*Dataset items*
=-=-=-=-=

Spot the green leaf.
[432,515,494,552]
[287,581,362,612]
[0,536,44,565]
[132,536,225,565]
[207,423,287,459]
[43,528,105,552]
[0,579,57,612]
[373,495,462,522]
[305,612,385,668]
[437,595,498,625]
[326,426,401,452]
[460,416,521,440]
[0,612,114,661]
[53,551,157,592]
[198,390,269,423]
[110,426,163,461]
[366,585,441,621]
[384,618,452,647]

=-=-=-=-=

Output each line of the items above as a numbered list, skipping any blank lines.

1. Spot the green leaf.
2. [432,515,494,552]
3. [287,581,362,612]
4. [0,536,44,565]
5. [132,536,225,565]
6. [207,423,287,459]
7. [43,528,105,552]
8. [0,579,57,612]
9. [373,495,462,522]
10. [305,612,385,668]
11. [437,595,498,625]
12. [326,426,401,452]
13. [460,416,521,440]
14. [0,612,114,661]
15. [53,551,157,592]
16. [198,390,269,423]
17. [110,426,163,461]
18. [366,585,441,621]
19. [384,618,452,647]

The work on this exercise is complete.